_Job item_: How many lines in the items below contain the string "positive"? Reply with the number alone.

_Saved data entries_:
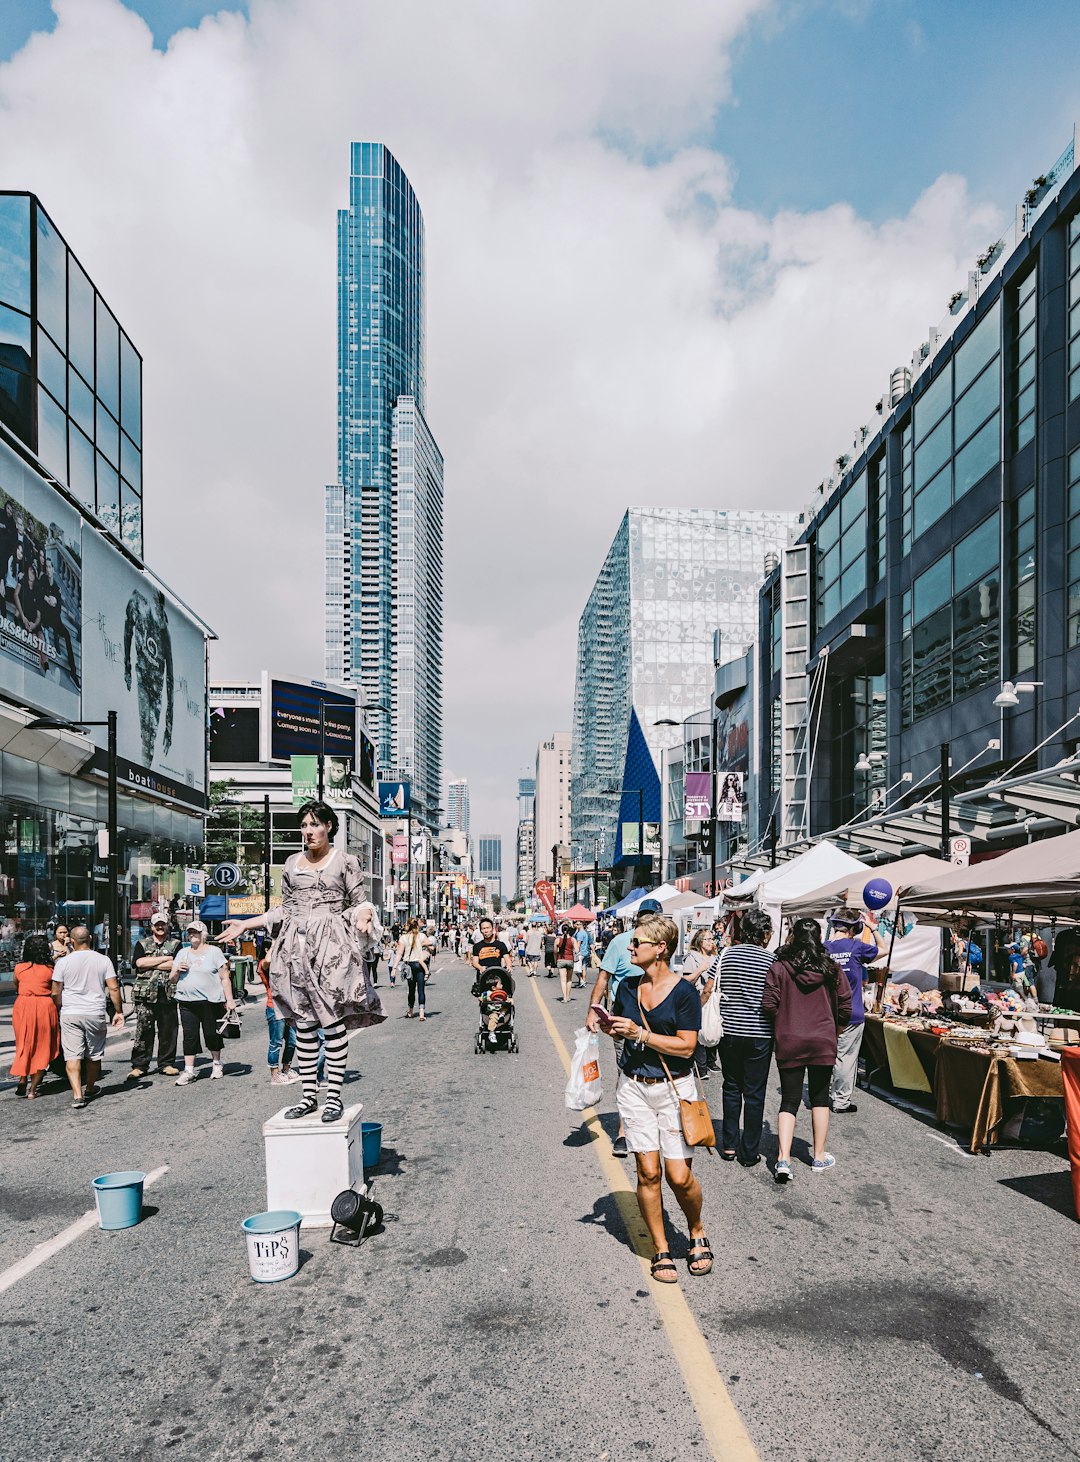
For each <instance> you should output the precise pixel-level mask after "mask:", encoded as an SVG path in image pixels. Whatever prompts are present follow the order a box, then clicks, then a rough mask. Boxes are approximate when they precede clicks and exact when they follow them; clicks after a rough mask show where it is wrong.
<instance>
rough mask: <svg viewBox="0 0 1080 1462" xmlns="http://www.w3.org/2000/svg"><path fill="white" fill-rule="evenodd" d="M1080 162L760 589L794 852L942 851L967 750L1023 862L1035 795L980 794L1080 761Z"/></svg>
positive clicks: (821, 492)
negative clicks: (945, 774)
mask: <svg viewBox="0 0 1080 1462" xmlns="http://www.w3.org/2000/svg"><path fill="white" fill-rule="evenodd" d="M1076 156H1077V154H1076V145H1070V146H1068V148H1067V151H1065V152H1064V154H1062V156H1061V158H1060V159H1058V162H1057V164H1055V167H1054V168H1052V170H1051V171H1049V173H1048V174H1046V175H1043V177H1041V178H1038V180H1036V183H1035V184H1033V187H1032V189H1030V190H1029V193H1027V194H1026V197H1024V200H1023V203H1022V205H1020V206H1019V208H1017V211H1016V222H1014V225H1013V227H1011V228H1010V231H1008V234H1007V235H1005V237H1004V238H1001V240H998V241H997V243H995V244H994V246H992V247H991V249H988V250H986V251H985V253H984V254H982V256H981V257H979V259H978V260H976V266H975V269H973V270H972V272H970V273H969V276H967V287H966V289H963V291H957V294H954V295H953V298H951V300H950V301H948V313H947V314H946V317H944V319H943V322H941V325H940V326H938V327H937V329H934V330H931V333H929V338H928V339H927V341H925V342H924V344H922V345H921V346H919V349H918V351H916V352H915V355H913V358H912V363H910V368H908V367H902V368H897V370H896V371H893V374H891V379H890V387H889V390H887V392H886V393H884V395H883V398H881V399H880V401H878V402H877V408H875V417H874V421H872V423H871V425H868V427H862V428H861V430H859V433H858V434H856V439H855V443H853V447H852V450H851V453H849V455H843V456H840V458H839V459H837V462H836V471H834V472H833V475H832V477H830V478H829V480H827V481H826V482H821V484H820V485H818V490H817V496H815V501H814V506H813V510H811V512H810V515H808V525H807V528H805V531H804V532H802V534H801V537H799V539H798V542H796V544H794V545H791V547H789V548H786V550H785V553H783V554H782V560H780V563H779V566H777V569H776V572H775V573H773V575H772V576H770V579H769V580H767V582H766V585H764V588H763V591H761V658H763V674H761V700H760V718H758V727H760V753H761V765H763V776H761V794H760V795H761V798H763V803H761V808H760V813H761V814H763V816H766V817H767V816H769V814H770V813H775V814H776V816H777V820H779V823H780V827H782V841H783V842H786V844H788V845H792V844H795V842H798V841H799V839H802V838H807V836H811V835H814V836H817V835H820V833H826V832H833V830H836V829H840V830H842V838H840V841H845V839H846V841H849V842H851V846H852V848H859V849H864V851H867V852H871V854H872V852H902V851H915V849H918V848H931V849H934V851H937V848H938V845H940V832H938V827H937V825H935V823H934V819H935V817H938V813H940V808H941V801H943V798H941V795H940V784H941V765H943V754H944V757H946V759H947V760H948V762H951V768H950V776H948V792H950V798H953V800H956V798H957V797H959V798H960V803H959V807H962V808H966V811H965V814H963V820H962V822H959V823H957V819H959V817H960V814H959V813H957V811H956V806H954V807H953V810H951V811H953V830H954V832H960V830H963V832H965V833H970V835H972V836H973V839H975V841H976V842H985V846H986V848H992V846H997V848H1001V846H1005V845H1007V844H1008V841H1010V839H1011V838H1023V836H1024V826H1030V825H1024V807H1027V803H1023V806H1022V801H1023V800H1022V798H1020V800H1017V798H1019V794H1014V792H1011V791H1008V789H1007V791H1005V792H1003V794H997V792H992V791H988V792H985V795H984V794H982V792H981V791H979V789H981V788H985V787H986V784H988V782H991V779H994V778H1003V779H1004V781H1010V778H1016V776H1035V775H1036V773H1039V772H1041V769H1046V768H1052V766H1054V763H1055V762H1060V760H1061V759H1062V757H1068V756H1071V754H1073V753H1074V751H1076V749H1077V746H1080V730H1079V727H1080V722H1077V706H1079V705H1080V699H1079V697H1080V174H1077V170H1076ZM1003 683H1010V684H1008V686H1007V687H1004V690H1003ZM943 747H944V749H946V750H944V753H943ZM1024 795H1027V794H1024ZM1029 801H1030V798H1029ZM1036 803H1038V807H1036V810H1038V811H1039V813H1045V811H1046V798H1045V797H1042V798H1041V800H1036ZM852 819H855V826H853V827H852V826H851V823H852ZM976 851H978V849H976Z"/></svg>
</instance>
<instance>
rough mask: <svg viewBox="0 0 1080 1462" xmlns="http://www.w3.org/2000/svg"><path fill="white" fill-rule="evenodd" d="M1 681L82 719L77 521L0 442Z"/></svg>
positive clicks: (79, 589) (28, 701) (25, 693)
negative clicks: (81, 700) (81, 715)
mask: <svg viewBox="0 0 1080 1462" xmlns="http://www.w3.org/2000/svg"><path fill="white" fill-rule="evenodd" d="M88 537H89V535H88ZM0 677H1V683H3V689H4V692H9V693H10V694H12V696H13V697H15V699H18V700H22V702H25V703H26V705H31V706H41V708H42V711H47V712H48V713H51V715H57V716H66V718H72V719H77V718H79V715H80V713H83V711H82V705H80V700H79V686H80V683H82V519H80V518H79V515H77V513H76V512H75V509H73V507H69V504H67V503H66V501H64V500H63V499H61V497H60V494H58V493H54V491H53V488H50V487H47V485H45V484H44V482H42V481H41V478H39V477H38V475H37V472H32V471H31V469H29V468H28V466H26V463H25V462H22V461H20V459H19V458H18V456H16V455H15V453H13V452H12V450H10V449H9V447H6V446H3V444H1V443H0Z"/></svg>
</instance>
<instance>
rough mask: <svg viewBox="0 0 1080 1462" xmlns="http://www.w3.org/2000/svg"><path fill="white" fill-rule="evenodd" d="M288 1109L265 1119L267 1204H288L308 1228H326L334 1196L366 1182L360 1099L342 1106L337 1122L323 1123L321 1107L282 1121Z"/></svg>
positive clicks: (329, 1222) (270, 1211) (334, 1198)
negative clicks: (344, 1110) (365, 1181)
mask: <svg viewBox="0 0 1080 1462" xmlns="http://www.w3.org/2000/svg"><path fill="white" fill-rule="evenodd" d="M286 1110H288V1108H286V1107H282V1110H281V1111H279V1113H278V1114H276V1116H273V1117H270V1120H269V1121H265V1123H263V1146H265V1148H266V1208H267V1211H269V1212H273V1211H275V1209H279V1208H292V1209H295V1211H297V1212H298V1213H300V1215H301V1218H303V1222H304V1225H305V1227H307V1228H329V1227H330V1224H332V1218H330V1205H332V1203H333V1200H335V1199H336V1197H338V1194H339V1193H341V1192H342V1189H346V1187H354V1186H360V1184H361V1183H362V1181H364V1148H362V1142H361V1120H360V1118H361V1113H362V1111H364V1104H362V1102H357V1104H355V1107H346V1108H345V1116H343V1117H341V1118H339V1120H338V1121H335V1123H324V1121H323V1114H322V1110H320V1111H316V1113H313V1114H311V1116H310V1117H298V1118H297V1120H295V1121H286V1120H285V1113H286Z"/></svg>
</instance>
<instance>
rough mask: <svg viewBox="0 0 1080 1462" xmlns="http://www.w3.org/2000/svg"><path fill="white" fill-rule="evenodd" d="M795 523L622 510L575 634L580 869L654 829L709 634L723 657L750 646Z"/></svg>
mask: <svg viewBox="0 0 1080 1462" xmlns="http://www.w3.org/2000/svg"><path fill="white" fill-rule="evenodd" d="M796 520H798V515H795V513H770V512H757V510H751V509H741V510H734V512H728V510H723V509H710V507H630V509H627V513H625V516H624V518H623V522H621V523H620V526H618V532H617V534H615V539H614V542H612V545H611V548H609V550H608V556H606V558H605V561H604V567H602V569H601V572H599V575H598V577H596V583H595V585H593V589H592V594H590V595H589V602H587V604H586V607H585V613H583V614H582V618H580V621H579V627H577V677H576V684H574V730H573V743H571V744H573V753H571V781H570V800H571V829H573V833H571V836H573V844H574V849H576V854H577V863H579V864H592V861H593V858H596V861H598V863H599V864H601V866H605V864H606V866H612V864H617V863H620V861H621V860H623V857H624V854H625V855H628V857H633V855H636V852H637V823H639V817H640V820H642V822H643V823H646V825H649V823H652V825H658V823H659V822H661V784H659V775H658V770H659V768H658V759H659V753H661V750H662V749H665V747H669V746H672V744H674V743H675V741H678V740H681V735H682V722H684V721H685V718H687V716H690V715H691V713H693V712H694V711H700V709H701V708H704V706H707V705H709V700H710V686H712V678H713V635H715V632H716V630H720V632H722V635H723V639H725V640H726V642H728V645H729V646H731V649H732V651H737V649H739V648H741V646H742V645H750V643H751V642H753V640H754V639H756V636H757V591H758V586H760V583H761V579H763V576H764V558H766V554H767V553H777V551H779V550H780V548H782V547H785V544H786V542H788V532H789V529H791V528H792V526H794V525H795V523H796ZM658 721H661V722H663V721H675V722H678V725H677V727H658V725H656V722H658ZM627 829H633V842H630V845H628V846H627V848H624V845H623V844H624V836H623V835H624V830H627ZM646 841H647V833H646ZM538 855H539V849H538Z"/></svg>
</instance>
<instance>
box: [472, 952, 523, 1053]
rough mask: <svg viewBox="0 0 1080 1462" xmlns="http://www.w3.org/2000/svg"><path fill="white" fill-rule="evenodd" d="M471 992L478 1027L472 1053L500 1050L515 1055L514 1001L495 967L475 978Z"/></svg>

_Answer area_: 3